--- BEGIN ---

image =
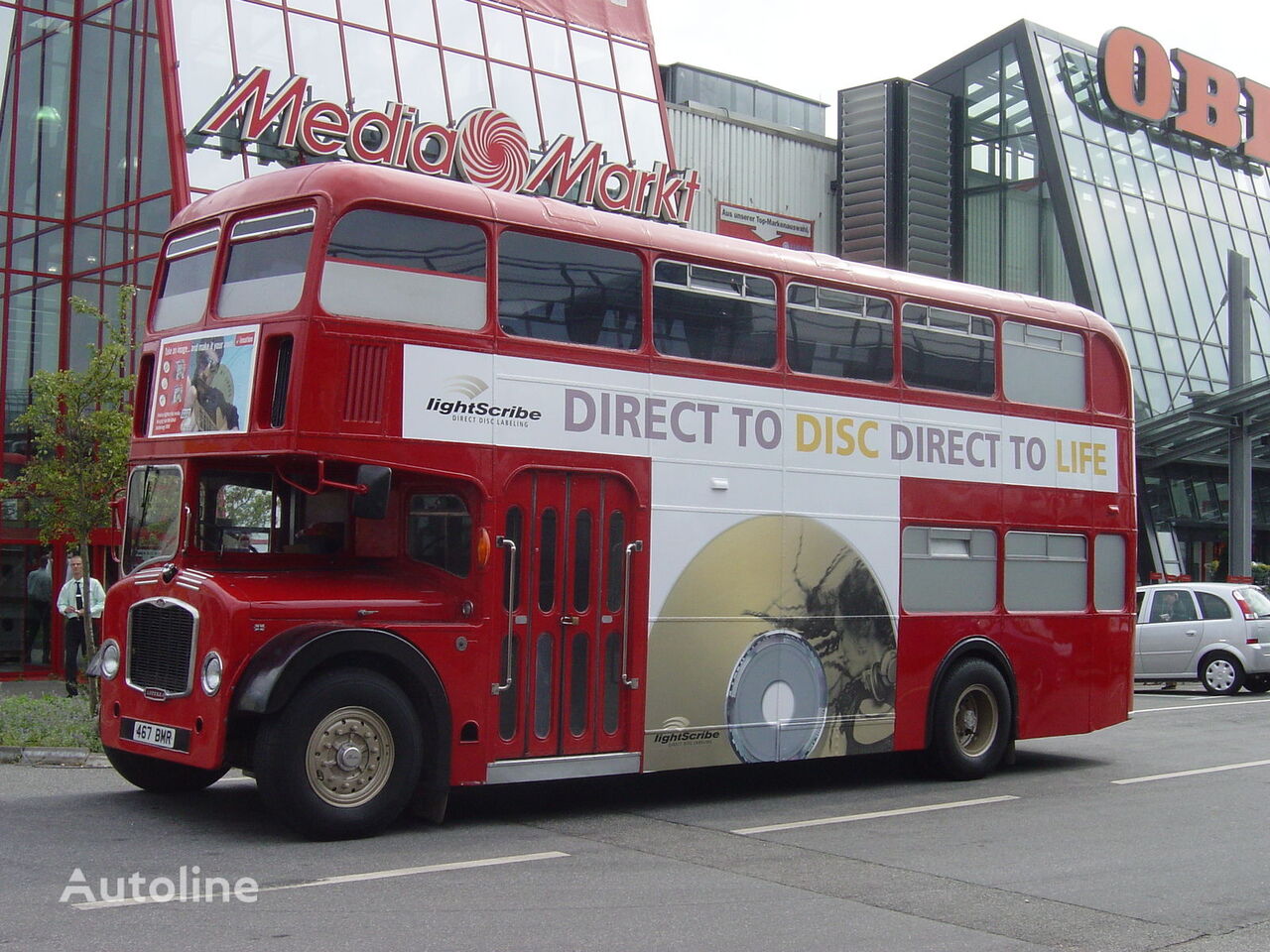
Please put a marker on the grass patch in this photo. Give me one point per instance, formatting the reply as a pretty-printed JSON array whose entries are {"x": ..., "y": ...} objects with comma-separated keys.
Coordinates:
[{"x": 48, "y": 721}]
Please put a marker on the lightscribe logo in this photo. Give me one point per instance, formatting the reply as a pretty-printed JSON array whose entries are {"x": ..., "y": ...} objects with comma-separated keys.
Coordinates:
[
  {"x": 486, "y": 148},
  {"x": 471, "y": 411},
  {"x": 190, "y": 887},
  {"x": 675, "y": 730}
]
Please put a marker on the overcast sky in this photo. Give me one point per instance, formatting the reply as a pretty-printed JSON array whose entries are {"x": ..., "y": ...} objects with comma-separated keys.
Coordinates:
[{"x": 817, "y": 48}]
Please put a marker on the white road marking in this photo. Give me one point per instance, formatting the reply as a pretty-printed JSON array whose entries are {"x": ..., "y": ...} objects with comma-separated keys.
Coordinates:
[
  {"x": 1201, "y": 706},
  {"x": 331, "y": 880},
  {"x": 1192, "y": 774},
  {"x": 905, "y": 811}
]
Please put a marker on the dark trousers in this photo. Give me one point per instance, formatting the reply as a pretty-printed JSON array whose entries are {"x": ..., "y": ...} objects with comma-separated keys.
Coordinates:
[{"x": 73, "y": 647}]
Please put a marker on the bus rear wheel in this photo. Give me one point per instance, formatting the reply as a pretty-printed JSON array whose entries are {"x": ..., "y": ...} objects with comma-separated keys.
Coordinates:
[
  {"x": 158, "y": 775},
  {"x": 970, "y": 724},
  {"x": 341, "y": 758}
]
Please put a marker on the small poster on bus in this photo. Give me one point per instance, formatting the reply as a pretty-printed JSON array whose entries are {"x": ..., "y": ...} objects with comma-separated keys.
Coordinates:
[{"x": 203, "y": 382}]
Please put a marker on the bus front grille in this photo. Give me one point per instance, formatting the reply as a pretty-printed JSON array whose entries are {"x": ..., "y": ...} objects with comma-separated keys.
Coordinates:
[{"x": 162, "y": 647}]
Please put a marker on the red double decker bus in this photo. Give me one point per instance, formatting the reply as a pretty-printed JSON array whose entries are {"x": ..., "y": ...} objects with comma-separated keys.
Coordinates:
[{"x": 437, "y": 486}]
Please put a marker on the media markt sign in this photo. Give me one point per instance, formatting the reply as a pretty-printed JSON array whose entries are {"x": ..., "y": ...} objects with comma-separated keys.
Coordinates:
[{"x": 485, "y": 148}]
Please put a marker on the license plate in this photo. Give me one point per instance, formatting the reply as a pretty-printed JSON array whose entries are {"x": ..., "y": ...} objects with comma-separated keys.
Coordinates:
[{"x": 154, "y": 734}]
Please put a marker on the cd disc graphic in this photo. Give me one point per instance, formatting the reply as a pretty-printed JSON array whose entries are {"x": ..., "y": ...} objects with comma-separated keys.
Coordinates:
[
  {"x": 776, "y": 699},
  {"x": 775, "y": 642}
]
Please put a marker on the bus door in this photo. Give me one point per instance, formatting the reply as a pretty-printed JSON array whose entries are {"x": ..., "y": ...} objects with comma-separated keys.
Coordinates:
[{"x": 566, "y": 539}]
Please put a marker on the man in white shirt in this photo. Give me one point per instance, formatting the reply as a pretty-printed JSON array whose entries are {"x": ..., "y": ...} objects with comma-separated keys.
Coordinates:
[{"x": 80, "y": 598}]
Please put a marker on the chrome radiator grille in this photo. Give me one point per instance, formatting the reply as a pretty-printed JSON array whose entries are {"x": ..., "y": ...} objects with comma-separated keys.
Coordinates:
[{"x": 162, "y": 647}]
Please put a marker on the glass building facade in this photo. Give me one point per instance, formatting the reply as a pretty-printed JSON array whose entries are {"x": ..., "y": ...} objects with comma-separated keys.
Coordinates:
[
  {"x": 1069, "y": 197},
  {"x": 96, "y": 100}
]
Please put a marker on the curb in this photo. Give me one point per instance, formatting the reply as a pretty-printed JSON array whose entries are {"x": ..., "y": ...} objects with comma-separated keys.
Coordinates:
[{"x": 53, "y": 757}]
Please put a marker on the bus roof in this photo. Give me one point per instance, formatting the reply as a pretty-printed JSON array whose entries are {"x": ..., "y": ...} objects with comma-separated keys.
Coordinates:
[{"x": 349, "y": 182}]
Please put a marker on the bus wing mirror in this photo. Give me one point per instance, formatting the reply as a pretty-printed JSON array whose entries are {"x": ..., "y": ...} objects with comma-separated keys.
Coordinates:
[{"x": 373, "y": 503}]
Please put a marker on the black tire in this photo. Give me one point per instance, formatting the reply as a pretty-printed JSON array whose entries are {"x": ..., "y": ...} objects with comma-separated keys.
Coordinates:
[
  {"x": 158, "y": 775},
  {"x": 971, "y": 721},
  {"x": 341, "y": 758},
  {"x": 1257, "y": 683},
  {"x": 1220, "y": 673}
]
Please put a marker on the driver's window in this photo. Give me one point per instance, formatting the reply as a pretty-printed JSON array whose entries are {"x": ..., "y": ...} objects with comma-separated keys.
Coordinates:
[
  {"x": 236, "y": 516},
  {"x": 1173, "y": 607}
]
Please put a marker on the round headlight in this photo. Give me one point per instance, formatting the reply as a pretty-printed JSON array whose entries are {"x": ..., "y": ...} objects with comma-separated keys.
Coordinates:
[
  {"x": 211, "y": 675},
  {"x": 109, "y": 658}
]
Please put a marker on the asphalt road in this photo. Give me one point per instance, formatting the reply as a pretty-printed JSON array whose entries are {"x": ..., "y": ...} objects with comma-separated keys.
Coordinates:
[{"x": 1147, "y": 835}]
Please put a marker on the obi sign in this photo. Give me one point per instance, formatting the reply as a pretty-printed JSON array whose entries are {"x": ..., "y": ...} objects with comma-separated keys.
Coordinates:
[
  {"x": 485, "y": 148},
  {"x": 1210, "y": 104}
]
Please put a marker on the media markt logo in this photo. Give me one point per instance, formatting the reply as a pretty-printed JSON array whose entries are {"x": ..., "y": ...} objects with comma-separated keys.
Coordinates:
[
  {"x": 189, "y": 887},
  {"x": 460, "y": 404},
  {"x": 676, "y": 733}
]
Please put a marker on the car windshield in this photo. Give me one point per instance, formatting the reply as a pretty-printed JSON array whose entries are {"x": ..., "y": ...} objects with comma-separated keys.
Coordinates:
[
  {"x": 1256, "y": 599},
  {"x": 261, "y": 513},
  {"x": 153, "y": 527}
]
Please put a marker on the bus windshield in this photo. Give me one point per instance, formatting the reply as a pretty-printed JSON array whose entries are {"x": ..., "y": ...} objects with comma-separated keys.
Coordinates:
[
  {"x": 153, "y": 526},
  {"x": 258, "y": 513}
]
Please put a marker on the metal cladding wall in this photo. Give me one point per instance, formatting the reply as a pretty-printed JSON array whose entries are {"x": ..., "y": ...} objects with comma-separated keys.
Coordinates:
[
  {"x": 758, "y": 167},
  {"x": 897, "y": 177},
  {"x": 864, "y": 125}
]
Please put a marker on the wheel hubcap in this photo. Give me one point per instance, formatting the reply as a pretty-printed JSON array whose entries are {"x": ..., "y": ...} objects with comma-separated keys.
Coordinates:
[
  {"x": 975, "y": 720},
  {"x": 1220, "y": 674},
  {"x": 349, "y": 757}
]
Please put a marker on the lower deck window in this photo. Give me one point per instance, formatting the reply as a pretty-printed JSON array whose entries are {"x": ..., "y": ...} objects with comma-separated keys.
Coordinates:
[
  {"x": 440, "y": 532},
  {"x": 1046, "y": 571},
  {"x": 949, "y": 569}
]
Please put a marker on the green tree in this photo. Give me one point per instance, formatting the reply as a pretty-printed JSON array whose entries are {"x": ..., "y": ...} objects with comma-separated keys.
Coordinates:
[{"x": 80, "y": 422}]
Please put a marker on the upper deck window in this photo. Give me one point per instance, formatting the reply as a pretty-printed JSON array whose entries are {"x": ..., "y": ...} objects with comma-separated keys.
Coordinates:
[
  {"x": 949, "y": 350},
  {"x": 710, "y": 313},
  {"x": 267, "y": 264},
  {"x": 838, "y": 333},
  {"x": 571, "y": 293},
  {"x": 187, "y": 277},
  {"x": 393, "y": 267},
  {"x": 1043, "y": 366}
]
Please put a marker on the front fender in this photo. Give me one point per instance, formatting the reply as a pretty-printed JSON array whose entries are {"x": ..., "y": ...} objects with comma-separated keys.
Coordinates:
[{"x": 277, "y": 670}]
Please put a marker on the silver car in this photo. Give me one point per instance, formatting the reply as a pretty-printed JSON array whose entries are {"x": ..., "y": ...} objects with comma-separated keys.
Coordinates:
[{"x": 1213, "y": 633}]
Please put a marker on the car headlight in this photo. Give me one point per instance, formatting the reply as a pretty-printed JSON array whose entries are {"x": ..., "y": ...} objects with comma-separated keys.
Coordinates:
[
  {"x": 211, "y": 673},
  {"x": 109, "y": 658}
]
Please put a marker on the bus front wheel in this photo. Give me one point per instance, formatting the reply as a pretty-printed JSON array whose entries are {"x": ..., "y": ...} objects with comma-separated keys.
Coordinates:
[
  {"x": 970, "y": 724},
  {"x": 341, "y": 758}
]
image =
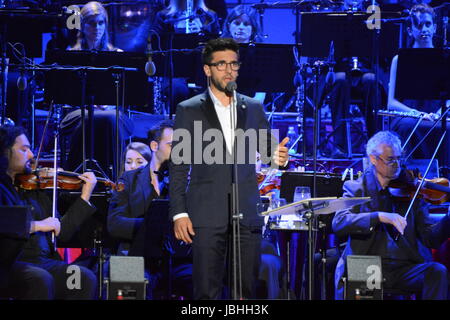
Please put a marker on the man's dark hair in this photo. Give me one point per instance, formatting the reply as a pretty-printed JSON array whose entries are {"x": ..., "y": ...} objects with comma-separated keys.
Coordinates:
[
  {"x": 8, "y": 135},
  {"x": 155, "y": 133},
  {"x": 219, "y": 44}
]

--- END ---

• [Set problem]:
Reproduce the entries word for word, starting at the line that contains "Please put a marker on the bus front wheel" and ending at the last line of the entries, and leave the pictures out of your answer.

• [Task result]:
Please put a marker on the bus front wheel in this photo. Give me one point per instance, formatting the reply as a pretty-printed JSON array whose entries are {"x": ..., "y": ...} objects with comma-separated keys.
Coordinates:
[
  {"x": 970, "y": 724},
  {"x": 341, "y": 758}
]
image =
Please put a marker on the man's dark hair in this photo. Give me one point per instance, formatting the reply as a pretty-printed JSON array whose entries are {"x": ..., "y": ...} objects with comma-separated keys.
Coordinates:
[
  {"x": 8, "y": 135},
  {"x": 155, "y": 133},
  {"x": 219, "y": 44}
]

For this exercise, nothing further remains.